#### Passage for review:
┏━━
United States: uncounted
joblessness, poverty grow
 
BY PAUL PEDERSON  
Alongside the news that Wall Street experienced its worst quarter on the stock market in 15 years, some of the effects of the economic depression on working people in the United States have come out in recent statistics.

Workers are earning less and losing benefits and access to health care, and a growing number of unemployed workers are not being counted by the official unemployment figures, according to government reports.

A recent U.S. Census Bureau report on income and poverty indicates that 1.3 million more people fell below the official poverty line in 2001 than the previous year--an increase from 11.3 percent to 11.7 percent of the U.S. population. This is the first increase in the poverty rate since 1993. Overall, the median income dropped 2.2 percent, indicating the broader impact of the crisis.

In a registration of the crisis facing farmers and other rural toilers, most of the increases in the poverty figures were in rural and suburban areas, particularly in the South. For Blacks and Latinos, the rate is roughly double the national average, at 22.7 percent and 21.4 percent, respectively.

One sector of the population did not see a drop in income. The wealthiest 5 percent earned 22.4 percent of the nation’s before-tax income in 2001, up from 22.1 percent the preceding year. Those figures do not include the unreported income of the wealthiest U.S. families.

Under the impact of the assault by the bosses on wages and working conditions over the past decade, a growing number of jobless workers have fallen outside the rising official government unemployment rate, currently at 5.7 percent. Workers whose bodies have been permanently damaged by the grinding speed-up that employers demand, and those locked up in prisons are among those who have swelled the ranks of the uncounted unemployed.

Some 5.4 million unemployed workers are living on disability insurance--a figure that has doubled since the early 1990s. No statistics are kept on millions of other unemployed workers who do not receive some form of government aid--those relying solely on family support and those who have left the workforce to care for children and relatives.
┗━━
#### Information supplied:
┏━━
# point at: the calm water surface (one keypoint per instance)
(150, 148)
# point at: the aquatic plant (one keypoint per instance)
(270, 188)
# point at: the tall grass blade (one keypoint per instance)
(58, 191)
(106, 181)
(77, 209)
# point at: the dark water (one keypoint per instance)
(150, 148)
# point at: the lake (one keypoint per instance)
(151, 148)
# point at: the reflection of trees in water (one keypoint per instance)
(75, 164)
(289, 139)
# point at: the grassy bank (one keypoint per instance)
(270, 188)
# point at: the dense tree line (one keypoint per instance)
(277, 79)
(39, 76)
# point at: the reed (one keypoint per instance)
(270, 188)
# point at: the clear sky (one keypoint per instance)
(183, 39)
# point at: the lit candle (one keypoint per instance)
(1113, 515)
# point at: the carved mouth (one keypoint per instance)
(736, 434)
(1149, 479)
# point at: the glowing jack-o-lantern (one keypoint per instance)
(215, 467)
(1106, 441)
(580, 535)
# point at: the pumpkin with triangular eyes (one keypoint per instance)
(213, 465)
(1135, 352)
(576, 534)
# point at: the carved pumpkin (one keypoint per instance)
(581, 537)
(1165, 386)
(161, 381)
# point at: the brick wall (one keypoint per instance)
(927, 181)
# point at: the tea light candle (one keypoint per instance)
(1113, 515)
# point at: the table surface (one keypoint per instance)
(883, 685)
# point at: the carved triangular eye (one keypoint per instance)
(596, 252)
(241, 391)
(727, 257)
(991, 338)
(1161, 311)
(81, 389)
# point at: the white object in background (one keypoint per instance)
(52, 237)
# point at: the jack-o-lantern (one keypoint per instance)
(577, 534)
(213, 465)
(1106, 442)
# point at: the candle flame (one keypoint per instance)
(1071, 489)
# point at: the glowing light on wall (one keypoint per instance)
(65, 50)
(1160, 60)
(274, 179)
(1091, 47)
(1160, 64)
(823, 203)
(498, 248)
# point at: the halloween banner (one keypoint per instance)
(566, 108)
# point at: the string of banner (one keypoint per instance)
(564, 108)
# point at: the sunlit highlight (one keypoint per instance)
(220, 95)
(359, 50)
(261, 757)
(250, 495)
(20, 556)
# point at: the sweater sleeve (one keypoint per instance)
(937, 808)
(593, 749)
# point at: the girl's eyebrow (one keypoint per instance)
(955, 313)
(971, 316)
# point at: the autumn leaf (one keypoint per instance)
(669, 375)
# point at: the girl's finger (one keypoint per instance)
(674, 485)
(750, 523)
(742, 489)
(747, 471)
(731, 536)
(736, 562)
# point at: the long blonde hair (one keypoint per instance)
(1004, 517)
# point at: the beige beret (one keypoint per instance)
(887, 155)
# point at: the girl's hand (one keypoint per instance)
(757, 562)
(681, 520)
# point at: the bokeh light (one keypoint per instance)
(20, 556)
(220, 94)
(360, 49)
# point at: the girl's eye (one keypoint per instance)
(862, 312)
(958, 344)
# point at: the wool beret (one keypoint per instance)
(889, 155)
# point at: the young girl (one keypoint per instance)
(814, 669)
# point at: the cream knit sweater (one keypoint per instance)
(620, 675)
┗━━
#### Exercise objective:
Please resume the article on uncounted joblessness and poverty in the United States, starting after its last sentence. Leave the listing aside; it has nothing to do with this.

#### Expected output:
The number of workers behind bars has skyrocketed in the past two decades. The U.S. prison population more than doubled under the Clinton administration and today exceeds more than 2 million. If all of these workers were added to the unemployment figure, reported a New York Times article, "the real level of unemployment for men probably approaches the level of the recession-mired early 1980s."

The 2001 Census Bureau report also revealed that 1.4 million workers in the United States were added to the ranks of those lacking health insurance last year, bringing the total to 38 million, or 14.6 percent of the population.

Employers have been taking away an increasing share of the health benefits for retirees. Some 19.5 percent of private companies had health benefit programs for retirees over 65 years old in 1997. By the year 2000, however, that figure had shrunk by almost half, to 10.7 percent.

Those employers who do offer benefits are forcing retired workers to pay more. In 1980 a 60-year-old worker with 10 years on the job had to pay an average of 39 percent of total lifetime retirement medical costs not paid by Medicare. By last year that figure had shot up to 68 percent.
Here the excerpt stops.